* **TASK REQUIREMENTS**: Rewrite every one of the lines below in full, scaling each point coordinate in their answers by 2.1 and rounding to whole numbers, with halves rounded up. Leave the pictures out.
+===+
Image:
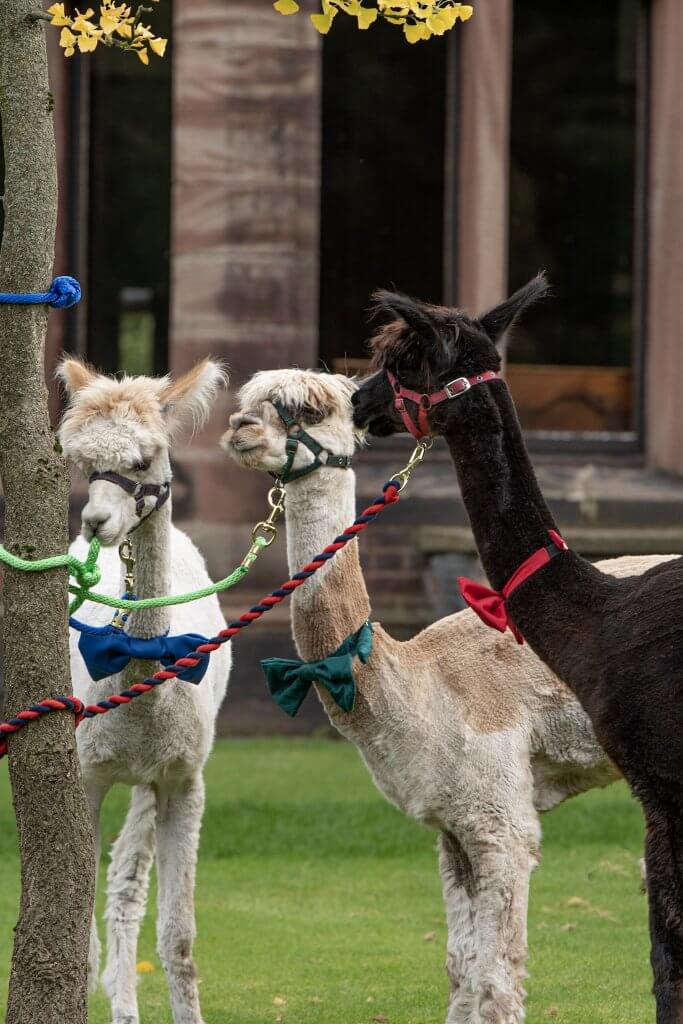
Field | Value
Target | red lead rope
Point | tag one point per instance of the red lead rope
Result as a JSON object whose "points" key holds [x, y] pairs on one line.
{"points": [[389, 496]]}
+===+
* **FINAL ANSWER**:
Image:
Field | Value
Target | red lead rope
Point | tag one point per instance of the red lead rope
Result as a JSON object whose "points" key holds [x, y] pairs on one line.
{"points": [[817, 1042]]}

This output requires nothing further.